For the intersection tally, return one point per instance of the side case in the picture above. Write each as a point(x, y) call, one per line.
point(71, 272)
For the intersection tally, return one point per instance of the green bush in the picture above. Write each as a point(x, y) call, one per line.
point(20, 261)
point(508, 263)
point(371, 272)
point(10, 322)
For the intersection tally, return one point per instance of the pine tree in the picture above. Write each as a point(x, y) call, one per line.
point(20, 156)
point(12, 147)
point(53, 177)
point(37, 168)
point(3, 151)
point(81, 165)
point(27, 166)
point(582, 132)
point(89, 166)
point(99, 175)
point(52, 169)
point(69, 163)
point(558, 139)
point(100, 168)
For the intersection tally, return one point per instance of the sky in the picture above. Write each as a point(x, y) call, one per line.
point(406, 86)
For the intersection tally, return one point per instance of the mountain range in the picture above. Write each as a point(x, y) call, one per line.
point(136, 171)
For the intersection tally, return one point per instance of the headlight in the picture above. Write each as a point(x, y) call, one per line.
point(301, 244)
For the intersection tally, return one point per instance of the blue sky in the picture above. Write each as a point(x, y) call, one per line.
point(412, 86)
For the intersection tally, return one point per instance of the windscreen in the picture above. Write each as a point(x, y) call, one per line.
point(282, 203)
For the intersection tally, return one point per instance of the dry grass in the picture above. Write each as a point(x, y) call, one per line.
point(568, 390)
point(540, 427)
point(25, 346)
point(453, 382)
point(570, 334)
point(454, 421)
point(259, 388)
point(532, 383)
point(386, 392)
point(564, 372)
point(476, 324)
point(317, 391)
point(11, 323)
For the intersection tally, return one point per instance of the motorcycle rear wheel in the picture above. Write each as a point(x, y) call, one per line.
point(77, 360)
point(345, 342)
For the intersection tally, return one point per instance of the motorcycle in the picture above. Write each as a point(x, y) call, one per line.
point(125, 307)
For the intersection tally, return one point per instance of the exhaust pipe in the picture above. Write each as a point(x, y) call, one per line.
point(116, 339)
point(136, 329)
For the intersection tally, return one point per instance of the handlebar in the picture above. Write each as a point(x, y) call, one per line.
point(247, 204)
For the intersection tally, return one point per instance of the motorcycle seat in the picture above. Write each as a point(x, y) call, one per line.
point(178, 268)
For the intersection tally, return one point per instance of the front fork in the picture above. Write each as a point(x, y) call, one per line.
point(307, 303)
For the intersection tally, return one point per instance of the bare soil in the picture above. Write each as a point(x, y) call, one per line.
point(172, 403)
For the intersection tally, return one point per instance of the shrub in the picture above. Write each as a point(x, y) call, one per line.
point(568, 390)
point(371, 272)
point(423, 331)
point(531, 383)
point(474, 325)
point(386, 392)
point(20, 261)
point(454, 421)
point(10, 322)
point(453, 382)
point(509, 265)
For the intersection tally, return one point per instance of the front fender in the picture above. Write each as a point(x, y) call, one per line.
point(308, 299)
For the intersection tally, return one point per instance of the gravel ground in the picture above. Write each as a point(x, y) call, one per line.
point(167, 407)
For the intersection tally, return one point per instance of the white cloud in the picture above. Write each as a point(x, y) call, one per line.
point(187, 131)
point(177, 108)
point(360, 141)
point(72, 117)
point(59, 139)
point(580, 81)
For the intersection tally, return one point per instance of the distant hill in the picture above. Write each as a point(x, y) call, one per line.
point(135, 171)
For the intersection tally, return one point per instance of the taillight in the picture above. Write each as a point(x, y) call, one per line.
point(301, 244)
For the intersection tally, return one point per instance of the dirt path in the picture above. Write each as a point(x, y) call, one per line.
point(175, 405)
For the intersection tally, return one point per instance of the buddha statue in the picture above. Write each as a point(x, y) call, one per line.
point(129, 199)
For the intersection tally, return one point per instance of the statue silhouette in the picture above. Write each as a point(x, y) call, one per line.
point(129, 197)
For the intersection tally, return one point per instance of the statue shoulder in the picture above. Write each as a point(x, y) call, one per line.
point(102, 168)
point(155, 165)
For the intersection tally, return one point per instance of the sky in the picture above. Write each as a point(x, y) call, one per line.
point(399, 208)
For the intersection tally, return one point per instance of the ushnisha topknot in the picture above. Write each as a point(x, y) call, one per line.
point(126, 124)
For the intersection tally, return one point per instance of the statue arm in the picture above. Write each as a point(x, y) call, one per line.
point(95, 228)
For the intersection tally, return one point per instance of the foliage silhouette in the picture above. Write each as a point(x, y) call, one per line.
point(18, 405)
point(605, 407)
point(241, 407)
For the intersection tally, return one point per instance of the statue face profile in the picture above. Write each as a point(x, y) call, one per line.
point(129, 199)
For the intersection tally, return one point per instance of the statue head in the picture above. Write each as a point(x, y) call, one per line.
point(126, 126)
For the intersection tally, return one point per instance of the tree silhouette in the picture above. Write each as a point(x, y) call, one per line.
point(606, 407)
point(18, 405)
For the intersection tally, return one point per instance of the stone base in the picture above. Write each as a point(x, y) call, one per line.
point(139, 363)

# # # #

All the records above are to be reproduced exactly.

For the intersection tally, return one point per instance of the side case in the picture above. Write each as a point(x, y) call, one per line.
point(71, 272)
For the intersection tally, return one point per instance of the green bush in the picture above. Write each as a point(x, y) call, one per line.
point(20, 261)
point(508, 263)
point(371, 272)
point(10, 322)
For the intersection tally, return one point per instance of the pine tree in the picture above. Write each as a point(x, y) call, one per line.
point(20, 156)
point(12, 147)
point(53, 177)
point(37, 168)
point(3, 151)
point(81, 165)
point(27, 166)
point(582, 132)
point(89, 166)
point(99, 175)
point(52, 169)
point(69, 163)
point(558, 139)
point(100, 168)
For the intersection tally, return one point per instance of the sky in the picture above. Write each as a point(x, y) call, one per line.
point(406, 86)
For the intersection tally, return one point per instance of the mountain range in the picture above. Write each as a point(x, y) call, one per line.
point(136, 171)
For the intersection tally, return one point per instance of the headlight in the picture above. Write each as a point(x, y) call, one per line.
point(301, 244)
For the intersection tally, return one point per instance of the blue sky in the picture above. Write each as a point(x, y) call, one per line.
point(412, 86)
For the intersection tally, return one point per instance of the windscreen in the picture above. Write each as a point(x, y) call, one per line.
point(282, 203)
For the intersection tally, return one point per instance of the dry grass in the picture above. Write each as a point(x, y) call, one per line.
point(568, 390)
point(540, 427)
point(25, 346)
point(453, 382)
point(570, 334)
point(454, 421)
point(259, 388)
point(532, 383)
point(386, 392)
point(564, 372)
point(476, 324)
point(317, 391)
point(11, 323)
For the intersection tally, return one point per instance of the motorcycle rear wheel in the picture above. Write each as a point(x, y) call, one per line.
point(77, 360)
point(345, 342)
For the intersection tally, return one point per instance of the motorcycle in the picture above. Write each as a point(x, y) call, one per line.
point(125, 307)
For the intersection tally, return one point per instance of the exhaust pipe in the picture above. Write each as a point(x, y) call, one per line.
point(116, 339)
point(136, 329)
For the intersection tally, return one point per instance of the handlebar in the picture above. Write each as a point(x, y) call, one per line.
point(247, 204)
For the intersection tally, return one point per instance of the motorcycle seat in the picture above. Write each as a point(x, y) call, one per line.
point(178, 268)
For the intersection tally, return one point per instance of the front fork in the picture above. Write each as a point(x, y) call, one per line.
point(307, 303)
For the intersection tally, return one point per instance of the bare soil in the picture above. Write each as a point(x, y) call, one per line.
point(172, 403)
For the intersection tally, return one point per instance of the shrub in the picture above. Write each as a point(x, y) call, one per line.
point(568, 390)
point(371, 272)
point(423, 331)
point(531, 383)
point(474, 325)
point(386, 392)
point(20, 261)
point(454, 421)
point(10, 322)
point(453, 382)
point(509, 265)
For the intersection tally, return one point per instance of the front fender in the picture above. Write each as a point(x, y) call, one per line.
point(308, 299)
For the intersection tally, return one point per instance of the gravel ground in the picture above. Write each as a point(x, y) call, one per line.
point(167, 407)
For the intersection tally, return one point per instance of the white cloud in the picture above. Write each as a point(x, y) call, one per line.
point(187, 131)
point(177, 108)
point(360, 141)
point(72, 117)
point(59, 139)
point(580, 81)
For the intersection tally, return one point per instance of the distant hill in the picture above. Write each as a point(x, y) call, one per line.
point(135, 171)
For the intersection tally, return one point per instance of the taillight in the picture above. Write each as a point(x, y) call, one per line.
point(301, 244)
For the intersection tally, return one point per instance of the dirt path in the picture above. Write each as a point(x, y) call, one per line.
point(175, 405)
For the intersection tally, return one point per instance of the buddha statue in the picture above. Write each as a point(x, y) call, one per line.
point(129, 199)
For the intersection tally, return one point per instance of the statue silhouette in the picture above. Write each as a point(x, y) call, one per line.
point(129, 197)
For the intersection tally, return one point per instance of the statue shoulder in the picture above. Write each as a point(x, y) call, one per line.
point(102, 168)
point(155, 165)
For the intersection tally, return one point per instance of the sky in the picture above. Write each as a point(x, y) call, one per line.
point(399, 208)
For the intersection tally, return one point per instance of the ushnisha topknot in the picture above. Write each as a point(x, y) call, one per line.
point(126, 124)
For the intersection tally, return one point per instance of the statue arm in the picture above. Write each as a point(x, y) call, one per line.
point(95, 228)
For the intersection tally, return one point per instance of the foliage silhouette in the picture above. Write each as a point(x, y) call, one per line.
point(18, 405)
point(605, 407)
point(241, 407)
For the intersection tally, return one point per instance of the statue face profile in the picture above. Write each as a point(x, y) call, one per line.
point(129, 199)
For the intersection tally, return one point per instance of the statue head in the picture above. Write each as a point(x, y) call, one per line.
point(126, 126)
For the intersection tally, return one point per instance of the tree silhouette in the picture above. Write each as a point(x, y) call, one per line.
point(606, 407)
point(18, 405)
For the intersection tally, return one point per instance of the stone base in the picture above. Write each as a point(x, y) call, one per line.
point(139, 363)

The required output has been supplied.